Look through the entries below and report every line that has "jacket".

## PROVIDED DATA
○ ○ ○ ○ ○

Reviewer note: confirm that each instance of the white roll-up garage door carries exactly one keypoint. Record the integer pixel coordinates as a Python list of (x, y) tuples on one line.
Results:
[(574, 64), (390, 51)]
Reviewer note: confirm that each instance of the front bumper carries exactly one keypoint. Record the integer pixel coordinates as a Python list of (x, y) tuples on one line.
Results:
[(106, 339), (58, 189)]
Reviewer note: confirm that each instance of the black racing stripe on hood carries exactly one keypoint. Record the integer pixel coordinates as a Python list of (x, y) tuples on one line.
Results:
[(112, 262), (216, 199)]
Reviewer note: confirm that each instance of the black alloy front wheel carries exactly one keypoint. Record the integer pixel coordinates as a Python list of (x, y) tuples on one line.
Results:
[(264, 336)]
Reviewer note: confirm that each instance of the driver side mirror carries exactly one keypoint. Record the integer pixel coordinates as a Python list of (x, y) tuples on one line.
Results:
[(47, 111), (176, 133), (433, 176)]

○ ○ ○ ○ ○

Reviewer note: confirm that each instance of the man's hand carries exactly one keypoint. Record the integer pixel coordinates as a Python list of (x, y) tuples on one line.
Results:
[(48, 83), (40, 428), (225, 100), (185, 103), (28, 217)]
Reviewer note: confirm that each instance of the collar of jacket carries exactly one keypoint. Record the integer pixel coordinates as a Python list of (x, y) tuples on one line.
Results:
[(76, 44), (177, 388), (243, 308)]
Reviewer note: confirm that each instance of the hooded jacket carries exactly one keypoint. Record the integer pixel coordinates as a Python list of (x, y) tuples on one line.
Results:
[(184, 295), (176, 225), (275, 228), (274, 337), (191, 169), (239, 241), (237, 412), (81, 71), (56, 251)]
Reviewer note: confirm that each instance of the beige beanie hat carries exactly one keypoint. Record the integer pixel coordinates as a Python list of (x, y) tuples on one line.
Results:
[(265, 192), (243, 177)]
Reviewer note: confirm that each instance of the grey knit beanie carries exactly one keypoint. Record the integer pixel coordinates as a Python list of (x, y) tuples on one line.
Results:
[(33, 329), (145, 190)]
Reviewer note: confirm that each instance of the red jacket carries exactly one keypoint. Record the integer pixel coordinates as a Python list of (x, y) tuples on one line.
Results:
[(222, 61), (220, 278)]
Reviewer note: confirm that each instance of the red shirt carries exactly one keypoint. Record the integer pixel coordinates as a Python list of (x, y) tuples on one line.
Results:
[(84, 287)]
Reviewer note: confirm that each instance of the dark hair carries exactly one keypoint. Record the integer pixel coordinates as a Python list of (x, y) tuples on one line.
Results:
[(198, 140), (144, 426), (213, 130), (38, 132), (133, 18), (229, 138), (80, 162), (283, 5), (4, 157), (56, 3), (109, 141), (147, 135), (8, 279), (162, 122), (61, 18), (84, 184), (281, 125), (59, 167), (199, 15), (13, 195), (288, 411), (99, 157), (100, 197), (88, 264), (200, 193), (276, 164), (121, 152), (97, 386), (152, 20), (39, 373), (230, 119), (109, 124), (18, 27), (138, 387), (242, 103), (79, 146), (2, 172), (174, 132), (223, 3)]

○ ○ ○ ○ ○

## OUTPUT OF THE EXERCISE
Reviewer note: confirm that each instance of the collar of jacket carries exactly one keypoint. Record the integer pixel coordinates as a Python list of (x, y) tuples on one line.
Reviewer note: confirm that each instance of the hooded jacket carries exactly one keypoint. Record the integer pixel coordinates as a Python list of (x, y) tuples on one line.
Reviewer note: confirm that each instance of the red jacket carries exactly one keypoint. Record the integer pixel coordinates as a Python list of (x, y) tuples on one line.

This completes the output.